→ **Directive**
Locate every line in the entries below that contains the string "step", and copy each one in full. Matching is case-sensitive.

→ **Stored records**
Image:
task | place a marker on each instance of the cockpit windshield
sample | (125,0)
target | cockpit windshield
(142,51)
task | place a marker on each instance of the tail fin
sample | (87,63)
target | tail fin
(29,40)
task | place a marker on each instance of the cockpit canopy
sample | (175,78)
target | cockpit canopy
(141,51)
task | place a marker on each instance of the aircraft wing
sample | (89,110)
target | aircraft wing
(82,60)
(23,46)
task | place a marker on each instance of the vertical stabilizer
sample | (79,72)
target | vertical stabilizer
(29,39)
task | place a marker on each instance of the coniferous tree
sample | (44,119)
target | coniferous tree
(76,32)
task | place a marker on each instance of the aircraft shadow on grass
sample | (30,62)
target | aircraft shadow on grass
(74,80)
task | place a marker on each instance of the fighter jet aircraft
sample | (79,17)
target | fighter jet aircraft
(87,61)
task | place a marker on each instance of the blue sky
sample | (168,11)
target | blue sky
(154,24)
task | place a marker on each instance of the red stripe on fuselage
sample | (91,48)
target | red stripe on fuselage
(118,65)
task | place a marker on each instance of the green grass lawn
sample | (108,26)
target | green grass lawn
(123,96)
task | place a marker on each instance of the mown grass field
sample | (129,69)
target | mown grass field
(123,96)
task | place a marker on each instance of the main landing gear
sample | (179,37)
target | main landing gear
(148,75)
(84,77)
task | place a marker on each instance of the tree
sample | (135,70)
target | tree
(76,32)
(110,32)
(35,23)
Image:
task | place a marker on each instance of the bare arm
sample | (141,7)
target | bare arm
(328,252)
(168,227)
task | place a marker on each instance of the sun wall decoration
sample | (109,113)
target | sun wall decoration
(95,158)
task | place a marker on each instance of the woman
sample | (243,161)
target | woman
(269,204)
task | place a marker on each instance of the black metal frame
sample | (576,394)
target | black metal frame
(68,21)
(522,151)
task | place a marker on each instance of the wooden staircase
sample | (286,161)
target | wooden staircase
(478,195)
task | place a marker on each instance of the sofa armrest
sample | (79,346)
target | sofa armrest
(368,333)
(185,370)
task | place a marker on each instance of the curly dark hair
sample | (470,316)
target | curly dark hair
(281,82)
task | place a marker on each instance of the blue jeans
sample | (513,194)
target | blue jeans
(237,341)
* * *
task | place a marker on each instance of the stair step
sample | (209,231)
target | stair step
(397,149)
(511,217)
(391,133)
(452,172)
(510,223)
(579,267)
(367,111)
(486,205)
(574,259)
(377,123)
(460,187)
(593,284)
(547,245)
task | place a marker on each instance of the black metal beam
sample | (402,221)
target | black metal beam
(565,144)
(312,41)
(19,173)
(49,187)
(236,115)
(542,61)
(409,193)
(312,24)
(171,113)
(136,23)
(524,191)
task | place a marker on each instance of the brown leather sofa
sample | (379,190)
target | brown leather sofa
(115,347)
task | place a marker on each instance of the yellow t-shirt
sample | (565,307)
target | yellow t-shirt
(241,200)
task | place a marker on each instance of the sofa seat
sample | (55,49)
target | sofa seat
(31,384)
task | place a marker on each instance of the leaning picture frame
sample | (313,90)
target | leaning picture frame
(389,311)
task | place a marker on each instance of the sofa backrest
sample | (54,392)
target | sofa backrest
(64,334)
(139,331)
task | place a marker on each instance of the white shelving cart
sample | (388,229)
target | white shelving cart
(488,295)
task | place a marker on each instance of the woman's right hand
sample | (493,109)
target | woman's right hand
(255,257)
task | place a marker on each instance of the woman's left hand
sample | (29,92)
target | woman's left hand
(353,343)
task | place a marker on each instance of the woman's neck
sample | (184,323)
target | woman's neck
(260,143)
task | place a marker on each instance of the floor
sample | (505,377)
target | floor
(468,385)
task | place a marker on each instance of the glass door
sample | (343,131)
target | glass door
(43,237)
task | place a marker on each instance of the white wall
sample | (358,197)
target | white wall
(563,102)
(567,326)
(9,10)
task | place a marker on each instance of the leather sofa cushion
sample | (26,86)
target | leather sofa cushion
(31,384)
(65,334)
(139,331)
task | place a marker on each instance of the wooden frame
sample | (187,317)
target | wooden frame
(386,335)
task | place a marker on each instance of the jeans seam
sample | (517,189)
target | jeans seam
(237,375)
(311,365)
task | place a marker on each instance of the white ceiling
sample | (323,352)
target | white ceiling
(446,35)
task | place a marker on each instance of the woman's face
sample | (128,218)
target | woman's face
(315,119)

→ **The answer**
task | place a marker on each instance of the stair step
target | stair step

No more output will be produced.